--- About this task ---
Extend the judicial conduct task force minutes below by writing what comes after their final sentence.

--- Selected excerpt ---
#####

Supreme Court Code of Judicial Conduct Task Force
January 16, 2009
Code of Judicial Conduct (CJC) Task Force
Friday, January 16, 2009
Judge Alan R. Hancock (co-chair), Judge Joel M. Penoyar (co-chair), Mr. C. Matthew Andersen, Ms. Marcine Anderson, Judge Mary Kay Becker, Ms. Margery L. Dickinson, Ms. Elizabeth Fraser Cullen, Judge Robert B. McSeveney, Ms. Ruth Schroeder, Mr. John W. Sleeter, Judge Kenneth D. Williams, and Judge Susan J. Woodard. Guests: Mr. Charles Wiggins
Justice Charles W. Johnson, Judge John A. McCarthy, Justice Richard B. Sanders, and Judge John Schultheis
Ms. Nan Sullins and Ms. Caroline Tawes
Call to Order and Introductions
Judge Hancock, CJC Task Force co-chair, called the meeting to order at 9:07a.m. He asked if there were any changes or comments to the draft minutes from the November 12, 2008, CJC meeting.
Minutes were moved, second, and carried to approve the minutes with no changes.
Judge Hancock introduced and welcomed Mr. Tom Fitzpatrick and Judge Susan Woodard to the Task Force.

#####

--- Extracted records ---
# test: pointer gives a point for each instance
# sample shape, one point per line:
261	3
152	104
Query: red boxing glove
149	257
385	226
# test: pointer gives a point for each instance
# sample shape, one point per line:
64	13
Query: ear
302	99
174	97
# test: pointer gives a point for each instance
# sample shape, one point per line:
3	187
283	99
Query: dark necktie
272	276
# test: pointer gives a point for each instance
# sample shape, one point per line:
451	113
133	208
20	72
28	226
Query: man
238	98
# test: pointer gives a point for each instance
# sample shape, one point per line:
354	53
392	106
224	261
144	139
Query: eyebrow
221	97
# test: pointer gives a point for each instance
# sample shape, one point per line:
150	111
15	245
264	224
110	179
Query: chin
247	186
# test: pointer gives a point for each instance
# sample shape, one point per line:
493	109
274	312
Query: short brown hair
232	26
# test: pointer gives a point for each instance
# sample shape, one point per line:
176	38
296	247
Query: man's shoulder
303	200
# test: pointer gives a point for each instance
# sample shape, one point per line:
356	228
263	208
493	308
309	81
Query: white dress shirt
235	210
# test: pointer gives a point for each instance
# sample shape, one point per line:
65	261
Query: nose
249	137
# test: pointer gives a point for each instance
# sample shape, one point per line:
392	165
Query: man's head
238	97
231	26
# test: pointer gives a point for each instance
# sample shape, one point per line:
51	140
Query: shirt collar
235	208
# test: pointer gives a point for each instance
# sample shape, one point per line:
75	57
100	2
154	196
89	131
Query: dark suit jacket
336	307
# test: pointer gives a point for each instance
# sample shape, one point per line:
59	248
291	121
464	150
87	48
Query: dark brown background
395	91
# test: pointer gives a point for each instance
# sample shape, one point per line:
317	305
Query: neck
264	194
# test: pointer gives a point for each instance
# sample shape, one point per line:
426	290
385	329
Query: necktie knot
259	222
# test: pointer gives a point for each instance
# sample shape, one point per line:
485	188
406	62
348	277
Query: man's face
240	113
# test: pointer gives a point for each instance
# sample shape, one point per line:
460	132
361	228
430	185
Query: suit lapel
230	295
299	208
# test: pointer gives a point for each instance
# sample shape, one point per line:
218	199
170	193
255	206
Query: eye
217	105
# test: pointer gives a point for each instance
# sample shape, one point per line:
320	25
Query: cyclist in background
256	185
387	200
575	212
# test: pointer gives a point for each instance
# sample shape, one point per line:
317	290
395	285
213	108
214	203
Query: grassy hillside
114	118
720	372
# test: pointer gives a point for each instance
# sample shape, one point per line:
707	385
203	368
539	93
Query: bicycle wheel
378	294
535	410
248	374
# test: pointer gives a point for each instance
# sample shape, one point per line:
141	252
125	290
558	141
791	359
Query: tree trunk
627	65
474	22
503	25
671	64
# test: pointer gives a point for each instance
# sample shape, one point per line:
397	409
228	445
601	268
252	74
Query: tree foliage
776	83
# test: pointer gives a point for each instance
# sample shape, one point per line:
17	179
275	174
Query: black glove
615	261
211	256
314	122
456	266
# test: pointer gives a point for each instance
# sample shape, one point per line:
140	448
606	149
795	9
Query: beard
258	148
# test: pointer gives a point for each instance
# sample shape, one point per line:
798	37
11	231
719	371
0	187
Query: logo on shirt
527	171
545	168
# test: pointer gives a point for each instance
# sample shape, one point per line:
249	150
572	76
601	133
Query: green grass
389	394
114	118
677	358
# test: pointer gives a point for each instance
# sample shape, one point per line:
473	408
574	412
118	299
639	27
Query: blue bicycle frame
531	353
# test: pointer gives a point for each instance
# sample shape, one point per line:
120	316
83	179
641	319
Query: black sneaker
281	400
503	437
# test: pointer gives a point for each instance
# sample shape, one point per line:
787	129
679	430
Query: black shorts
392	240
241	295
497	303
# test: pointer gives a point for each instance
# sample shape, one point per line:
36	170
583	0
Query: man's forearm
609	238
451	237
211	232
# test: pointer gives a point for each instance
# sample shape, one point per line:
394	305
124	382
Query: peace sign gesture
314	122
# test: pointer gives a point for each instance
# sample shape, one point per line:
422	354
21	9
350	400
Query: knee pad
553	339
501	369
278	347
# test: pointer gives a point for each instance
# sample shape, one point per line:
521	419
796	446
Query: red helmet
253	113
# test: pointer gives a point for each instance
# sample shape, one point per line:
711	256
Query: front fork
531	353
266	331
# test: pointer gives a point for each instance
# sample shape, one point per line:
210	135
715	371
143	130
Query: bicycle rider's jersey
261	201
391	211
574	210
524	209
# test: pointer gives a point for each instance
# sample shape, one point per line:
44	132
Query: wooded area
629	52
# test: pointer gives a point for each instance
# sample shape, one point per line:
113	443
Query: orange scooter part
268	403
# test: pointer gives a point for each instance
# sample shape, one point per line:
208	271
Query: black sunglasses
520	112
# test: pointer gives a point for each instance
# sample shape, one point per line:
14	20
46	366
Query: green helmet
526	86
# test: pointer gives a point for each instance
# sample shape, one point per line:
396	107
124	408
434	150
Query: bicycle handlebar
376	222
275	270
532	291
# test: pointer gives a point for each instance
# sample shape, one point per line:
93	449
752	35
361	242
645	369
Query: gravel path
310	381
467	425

#####

--- Answer section ---
Spring Conference Presentations
Judge Penoyar asked the members if the CJC presentation team at the spring conferences should all be the same or different for each conference. Judge Penoyar will be at the Appellate Conference and thought the CJC presentation should use hypothetical illustrations rather than just comparing the Washington State Code and the ABA Code. Judge Hancock said the team should use audio visual aids and interaction to make it interesting. Judge Becker suggested possible approaches to discussing the rules. Hancock suggested focusing on the controversial issues. Judge Becker agreed to be on the Appellate Judges’ Spring Conference presentation panel.
Judge Hancock will attend the Superior Court Judges’ Association (SCJA) Spring Conference, and he and Judge Williams will be on the CJC panel. Judge McSeveney and Judge Woodard will present at the District and Municipal Court Judges’ Association (DMCJA) Spring Conference. Ms. Sullins will attend the Appellate and DMCJA conferences, but will not be able to attend SCJA conference. Mr. Fitzpatrick agreed to participate on both the SCJA and Appellate Conference panels.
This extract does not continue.